*** Opening TASK DATA ***
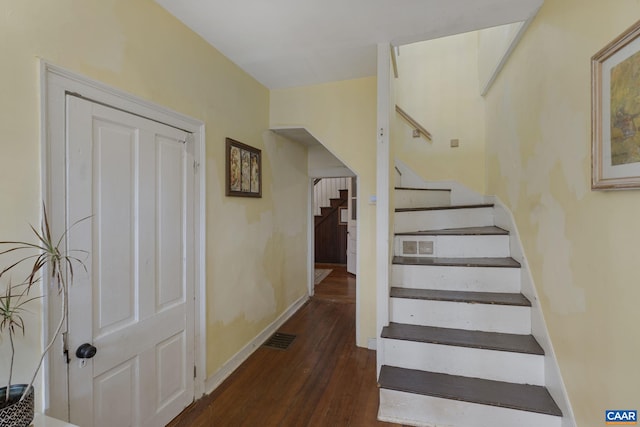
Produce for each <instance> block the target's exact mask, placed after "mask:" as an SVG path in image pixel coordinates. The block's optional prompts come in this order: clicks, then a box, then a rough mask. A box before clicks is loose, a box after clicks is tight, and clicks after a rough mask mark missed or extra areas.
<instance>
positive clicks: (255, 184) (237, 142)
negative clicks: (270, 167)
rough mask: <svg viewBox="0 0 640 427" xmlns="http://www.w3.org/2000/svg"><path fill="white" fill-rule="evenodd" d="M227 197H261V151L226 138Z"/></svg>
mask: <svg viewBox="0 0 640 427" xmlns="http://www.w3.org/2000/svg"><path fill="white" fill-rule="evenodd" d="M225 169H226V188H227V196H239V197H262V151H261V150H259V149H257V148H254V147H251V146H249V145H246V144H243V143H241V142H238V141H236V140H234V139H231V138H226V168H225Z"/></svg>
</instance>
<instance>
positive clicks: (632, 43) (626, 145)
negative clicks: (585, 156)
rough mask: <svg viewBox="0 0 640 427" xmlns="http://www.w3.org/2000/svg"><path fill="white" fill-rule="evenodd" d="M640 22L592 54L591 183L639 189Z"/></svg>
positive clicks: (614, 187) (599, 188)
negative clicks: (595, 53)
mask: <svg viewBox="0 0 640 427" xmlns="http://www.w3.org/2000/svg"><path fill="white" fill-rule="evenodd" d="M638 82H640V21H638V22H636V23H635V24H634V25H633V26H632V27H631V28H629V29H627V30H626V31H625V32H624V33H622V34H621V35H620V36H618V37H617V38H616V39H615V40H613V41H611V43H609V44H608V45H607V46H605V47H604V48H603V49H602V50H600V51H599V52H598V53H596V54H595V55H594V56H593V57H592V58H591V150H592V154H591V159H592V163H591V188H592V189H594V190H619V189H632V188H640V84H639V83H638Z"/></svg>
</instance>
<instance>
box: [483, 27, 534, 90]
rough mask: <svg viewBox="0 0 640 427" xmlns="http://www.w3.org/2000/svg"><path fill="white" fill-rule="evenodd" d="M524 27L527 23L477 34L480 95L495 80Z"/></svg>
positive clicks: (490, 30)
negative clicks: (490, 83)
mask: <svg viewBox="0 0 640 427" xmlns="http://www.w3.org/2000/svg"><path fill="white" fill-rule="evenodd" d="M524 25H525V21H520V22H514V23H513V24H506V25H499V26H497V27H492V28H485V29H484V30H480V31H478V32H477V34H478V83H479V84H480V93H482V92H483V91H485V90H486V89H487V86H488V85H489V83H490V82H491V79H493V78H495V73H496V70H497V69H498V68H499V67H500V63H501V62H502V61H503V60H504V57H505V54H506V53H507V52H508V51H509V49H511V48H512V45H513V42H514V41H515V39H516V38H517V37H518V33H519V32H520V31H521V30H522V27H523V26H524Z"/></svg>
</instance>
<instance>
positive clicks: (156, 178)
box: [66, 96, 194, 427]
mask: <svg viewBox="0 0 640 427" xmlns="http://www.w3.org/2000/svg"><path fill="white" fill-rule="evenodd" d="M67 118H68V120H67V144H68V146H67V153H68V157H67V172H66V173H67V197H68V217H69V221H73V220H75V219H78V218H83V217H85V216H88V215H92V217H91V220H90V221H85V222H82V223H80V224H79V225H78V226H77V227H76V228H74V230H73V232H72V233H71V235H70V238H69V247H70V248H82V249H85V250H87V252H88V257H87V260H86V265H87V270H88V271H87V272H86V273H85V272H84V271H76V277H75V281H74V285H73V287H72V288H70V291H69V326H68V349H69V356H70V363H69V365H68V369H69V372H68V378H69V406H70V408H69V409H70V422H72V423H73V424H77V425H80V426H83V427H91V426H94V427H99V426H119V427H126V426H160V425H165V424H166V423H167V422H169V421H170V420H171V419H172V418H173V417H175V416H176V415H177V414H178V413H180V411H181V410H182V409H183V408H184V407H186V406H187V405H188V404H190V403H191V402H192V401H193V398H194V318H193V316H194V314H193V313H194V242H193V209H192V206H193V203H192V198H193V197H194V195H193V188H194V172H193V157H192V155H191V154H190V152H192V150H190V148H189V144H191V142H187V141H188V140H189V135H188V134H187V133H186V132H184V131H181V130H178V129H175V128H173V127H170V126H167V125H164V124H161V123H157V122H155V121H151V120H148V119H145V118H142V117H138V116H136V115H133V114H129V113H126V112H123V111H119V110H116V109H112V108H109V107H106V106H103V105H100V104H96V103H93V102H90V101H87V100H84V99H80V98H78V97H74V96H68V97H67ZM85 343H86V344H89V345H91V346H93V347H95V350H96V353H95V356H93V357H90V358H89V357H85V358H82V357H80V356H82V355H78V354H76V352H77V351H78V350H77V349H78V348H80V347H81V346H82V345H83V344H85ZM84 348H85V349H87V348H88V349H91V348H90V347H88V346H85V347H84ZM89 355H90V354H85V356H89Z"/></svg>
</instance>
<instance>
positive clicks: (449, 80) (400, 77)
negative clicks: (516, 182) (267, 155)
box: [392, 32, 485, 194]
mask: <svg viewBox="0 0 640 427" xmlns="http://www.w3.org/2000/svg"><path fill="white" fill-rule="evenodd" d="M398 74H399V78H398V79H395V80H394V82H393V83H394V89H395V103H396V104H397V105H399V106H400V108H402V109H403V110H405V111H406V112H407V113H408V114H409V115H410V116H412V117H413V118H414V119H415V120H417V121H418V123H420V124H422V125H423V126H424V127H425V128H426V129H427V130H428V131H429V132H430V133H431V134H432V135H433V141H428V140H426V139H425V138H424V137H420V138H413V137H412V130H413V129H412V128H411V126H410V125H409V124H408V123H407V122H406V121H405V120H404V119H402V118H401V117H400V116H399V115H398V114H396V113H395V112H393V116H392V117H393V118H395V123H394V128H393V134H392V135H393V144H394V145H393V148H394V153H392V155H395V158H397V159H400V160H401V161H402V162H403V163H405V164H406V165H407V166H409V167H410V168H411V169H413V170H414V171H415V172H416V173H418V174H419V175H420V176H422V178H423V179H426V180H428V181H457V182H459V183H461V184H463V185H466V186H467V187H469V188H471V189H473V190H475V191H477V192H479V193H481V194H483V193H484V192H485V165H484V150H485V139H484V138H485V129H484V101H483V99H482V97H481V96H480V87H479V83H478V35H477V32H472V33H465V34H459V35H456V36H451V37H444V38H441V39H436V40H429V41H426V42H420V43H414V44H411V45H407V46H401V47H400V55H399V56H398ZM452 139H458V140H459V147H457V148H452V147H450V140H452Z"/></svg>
*** Closing TASK DATA ***
Can you copy every line above verbatim, leaving the pictures out?

#### WORKED SOLUTION:
Produce for each <instance> block the target's exact mask, placed after "mask:" as an SVG path in image pixel coordinates. The block's optional prompts come in this order: clicks, then a box, then a rough mask. A box before clicks is loose, a box after clicks is tight, and clicks after a rough mask mark missed or extra areas.
<instance>
positive clicks: (255, 184) (237, 142)
negative clicks: (270, 167)
rough mask: <svg viewBox="0 0 640 427" xmlns="http://www.w3.org/2000/svg"><path fill="white" fill-rule="evenodd" d="M227 197H261V151L226 138Z"/></svg>
mask: <svg viewBox="0 0 640 427" xmlns="http://www.w3.org/2000/svg"><path fill="white" fill-rule="evenodd" d="M225 169H226V188H227V196H239V197H262V151H261V150H259V149H257V148H254V147H251V146H249V145H246V144H243V143H241V142H238V141H236V140H234V139H231V138H226V168H225Z"/></svg>
</instance>
<instance>
positive clicks: (632, 43) (626, 145)
negative clicks: (585, 156)
rough mask: <svg viewBox="0 0 640 427" xmlns="http://www.w3.org/2000/svg"><path fill="white" fill-rule="evenodd" d="M640 22L592 54L591 183L639 189Z"/></svg>
positive clicks: (614, 187) (599, 188)
negative clicks: (595, 53)
mask: <svg viewBox="0 0 640 427" xmlns="http://www.w3.org/2000/svg"><path fill="white" fill-rule="evenodd" d="M638 82H640V21H638V22H636V23H635V24H634V25H633V26H632V27H631V28H629V29H627V30H626V31H625V32H624V33H622V34H621V35H620V36H618V37H617V38H616V39H615V40H613V41H611V43H609V44H608V45H607V46H605V47H604V48H603V49H602V50H600V51H599V52H598V53H596V54H595V55H594V56H593V57H592V58H591V150H592V154H591V159H592V163H591V188H592V189H594V190H619V189H632V188H640V84H639V83H638Z"/></svg>
</instance>
<instance>
box: [483, 27, 534, 90]
rough mask: <svg viewBox="0 0 640 427" xmlns="http://www.w3.org/2000/svg"><path fill="white" fill-rule="evenodd" d="M524 27L527 23L477 34L480 95L495 80Z"/></svg>
positive clicks: (490, 30)
negative clicks: (490, 83)
mask: <svg viewBox="0 0 640 427" xmlns="http://www.w3.org/2000/svg"><path fill="white" fill-rule="evenodd" d="M524 25H525V21H520V22H514V23H513V24H506V25H499V26H497V27H492V28H485V29H484V30H480V31H478V32H477V34H478V83H479V84H480V93H482V92H483V91H485V90H486V89H487V86H488V85H489V83H490V82H491V79H493V78H495V73H496V70H497V69H498V68H499V67H500V63H501V62H502V61H503V60H504V57H505V54H506V53H507V52H508V51H509V49H511V48H512V45H513V42H514V41H515V39H516V38H517V37H518V33H519V32H520V31H521V30H522V27H523V26H524Z"/></svg>
</instance>
<instance>
positive clicks: (156, 178)
box: [66, 96, 194, 427]
mask: <svg viewBox="0 0 640 427" xmlns="http://www.w3.org/2000/svg"><path fill="white" fill-rule="evenodd" d="M67 118H68V120H67V144H68V146H67V153H68V157H67V172H66V173H67V197H68V217H69V221H73V220H75V219H78V218H83V217H85V216H88V215H92V217H91V220H90V221H85V222H82V223H80V224H79V225H78V226H77V227H76V228H74V230H73V232H72V233H71V235H70V238H69V247H70V248H82V249H85V250H87V252H88V257H87V260H86V265H87V270H88V271H87V272H86V273H85V272H84V271H76V277H75V281H74V285H73V287H72V288H70V291H69V326H68V349H69V356H70V363H69V365H68V369H69V372H68V378H69V406H70V408H69V409H70V422H72V423H73V424H77V425H80V426H83V427H91V426H94V427H99V426H119V427H126V426H160V425H165V424H166V423H167V422H169V421H170V420H171V419H172V418H173V417H175V416H176V415H177V414H178V413H180V411H181V410H182V409H183V408H184V407H186V406H187V405H188V404H190V403H191V402H192V401H193V398H194V318H193V316H194V314H193V313H194V242H193V209H192V206H193V203H192V198H193V197H194V195H193V188H194V172H193V157H192V155H191V154H190V152H192V150H190V148H189V144H191V142H187V141H188V140H189V135H188V134H187V133H186V132H184V131H181V130H178V129H175V128H173V127H170V126H167V125H164V124H161V123H157V122H155V121H151V120H148V119H145V118H142V117H138V116H136V115H133V114H129V113H126V112H123V111H119V110H116V109H112V108H109V107H106V106H103V105H100V104H96V103H93V102H90V101H87V100H84V99H80V98H78V97H74V96H68V97H67ZM85 343H86V344H89V345H91V346H93V347H95V350H96V353H95V356H93V357H90V358H89V357H85V358H82V357H80V356H82V355H78V354H76V352H77V351H78V350H77V349H78V348H80V347H81V346H82V345H83V344H85ZM84 348H85V349H87V348H88V349H91V348H90V347H88V346H85V347H84ZM89 355H90V354H85V356H89Z"/></svg>
</instance>
<instance>
positive clicks: (449, 80) (400, 77)
negative clicks: (516, 182) (267, 155)
box: [392, 32, 485, 194]
mask: <svg viewBox="0 0 640 427" xmlns="http://www.w3.org/2000/svg"><path fill="white" fill-rule="evenodd" d="M398 74H399V78H398V79H395V80H394V82H393V83H394V89H395V103H396V104H397V105H399V106H400V108H402V109H403V110H405V111H406V112H407V113H408V114H409V115H410V116H412V117H413V118H414V119H415V120H417V121H418V123H420V124H422V125H423V126H424V127H425V128H426V129H427V130H428V131H429V132H430V133H431V134H432V135H433V141H428V140H426V139H425V138H424V137H420V138H413V137H412V130H413V129H412V128H411V126H410V125H409V124H408V123H407V122H406V121H405V120H404V119H402V118H401V117H400V116H399V115H398V114H396V113H395V112H393V116H392V117H393V118H395V123H394V128H393V134H392V135H393V144H394V145H393V148H394V153H392V155H395V158H397V159H400V160H401V161H402V162H403V163H405V164H406V165H407V166H409V167H410V168H411V169H413V170H414V171H415V172H416V173H418V174H419V175H420V176H422V178H423V179H426V180H428V181H457V182H459V183H461V184H463V185H466V186H467V187H469V188H471V189H473V190H475V191H477V192H479V193H481V194H483V193H484V192H485V165H484V150H485V139H484V138H485V129H484V101H483V99H482V97H481V96H480V87H479V83H478V35H477V32H472V33H465V34H459V35H456V36H451V37H444V38H441V39H436V40H429V41H426V42H420V43H414V44H411V45H407V46H401V47H400V55H399V56H398ZM452 139H458V140H459V147H457V148H452V147H450V140H452Z"/></svg>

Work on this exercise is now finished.